Assigned task: Your reply must contain exactly the lines running from the one with "Question. Identify every instance of the black" to the last line of the entries below, both included, and no other lines.

Available records:
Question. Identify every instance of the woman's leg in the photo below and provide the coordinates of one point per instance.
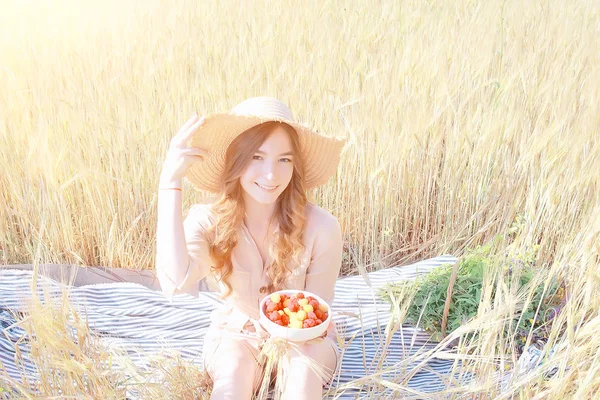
(232, 365)
(302, 382)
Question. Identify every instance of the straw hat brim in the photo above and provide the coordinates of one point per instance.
(321, 154)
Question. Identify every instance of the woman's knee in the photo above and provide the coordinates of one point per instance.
(311, 360)
(235, 363)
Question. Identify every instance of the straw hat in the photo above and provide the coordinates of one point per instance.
(321, 154)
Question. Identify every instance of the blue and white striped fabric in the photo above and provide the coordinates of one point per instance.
(135, 318)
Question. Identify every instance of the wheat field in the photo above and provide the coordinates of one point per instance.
(462, 117)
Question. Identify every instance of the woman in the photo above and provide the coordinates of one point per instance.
(260, 235)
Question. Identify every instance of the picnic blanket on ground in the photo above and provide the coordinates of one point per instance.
(133, 317)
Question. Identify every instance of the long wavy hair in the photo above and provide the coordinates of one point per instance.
(229, 209)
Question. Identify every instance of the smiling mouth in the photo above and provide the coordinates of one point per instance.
(267, 188)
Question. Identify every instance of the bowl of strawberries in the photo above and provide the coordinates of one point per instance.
(295, 315)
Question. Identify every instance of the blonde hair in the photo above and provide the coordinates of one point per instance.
(229, 208)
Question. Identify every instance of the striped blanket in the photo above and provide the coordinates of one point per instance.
(134, 317)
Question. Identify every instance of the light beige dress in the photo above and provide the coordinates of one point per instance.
(238, 317)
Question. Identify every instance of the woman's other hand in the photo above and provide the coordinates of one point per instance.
(179, 156)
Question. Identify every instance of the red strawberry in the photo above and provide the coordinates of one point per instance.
(308, 323)
(319, 313)
(294, 306)
(274, 316)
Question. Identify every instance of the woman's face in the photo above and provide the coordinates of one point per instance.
(270, 170)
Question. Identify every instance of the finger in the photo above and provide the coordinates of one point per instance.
(187, 124)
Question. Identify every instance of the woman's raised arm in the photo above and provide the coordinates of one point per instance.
(173, 261)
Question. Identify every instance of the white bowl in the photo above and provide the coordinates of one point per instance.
(293, 334)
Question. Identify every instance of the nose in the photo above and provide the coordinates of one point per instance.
(270, 170)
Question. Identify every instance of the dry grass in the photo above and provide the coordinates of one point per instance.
(462, 115)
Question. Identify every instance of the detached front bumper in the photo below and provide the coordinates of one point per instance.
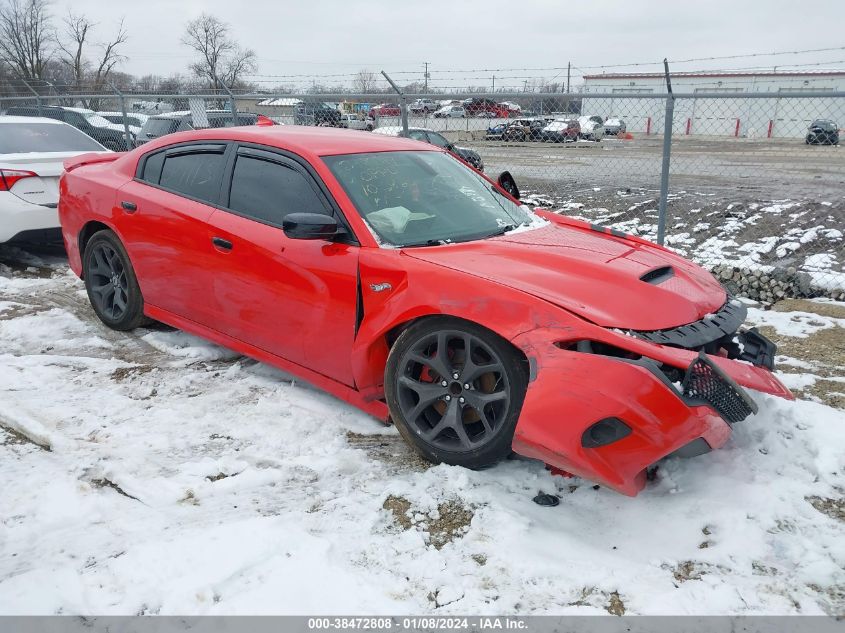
(609, 418)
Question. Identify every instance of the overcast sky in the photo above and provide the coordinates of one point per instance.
(326, 37)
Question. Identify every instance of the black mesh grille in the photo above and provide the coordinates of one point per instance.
(707, 383)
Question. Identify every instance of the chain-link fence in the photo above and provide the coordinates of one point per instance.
(749, 185)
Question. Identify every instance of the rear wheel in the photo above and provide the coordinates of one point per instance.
(455, 391)
(111, 283)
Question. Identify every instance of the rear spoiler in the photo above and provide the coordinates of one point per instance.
(91, 158)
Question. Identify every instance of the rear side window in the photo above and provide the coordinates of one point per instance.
(267, 191)
(154, 128)
(25, 138)
(194, 174)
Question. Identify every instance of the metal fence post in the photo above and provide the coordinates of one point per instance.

Result:
Question. Identify every instance of the black mesh grille in the photo above and provide the coordinates of one point per instance.
(707, 383)
Question. Identify every instance of the chain-link fence in the photo above and provide the coordinates of one point per instance.
(749, 185)
Question. Identify every instance of the rear wheel in the photo above and provide the coordinates of one point per instance.
(455, 391)
(111, 283)
Question. Identify every instance of the rear spoiler in the photo above and provide the coordinates of one point per instance.
(91, 158)
Question. Identify every instance of the rear side window in the photo above and provide the coordinates of one point per instance.
(267, 191)
(154, 128)
(25, 138)
(194, 174)
Question. Identify every instance of the metal fence post in the photo above and provide the coordinates of one point per instance.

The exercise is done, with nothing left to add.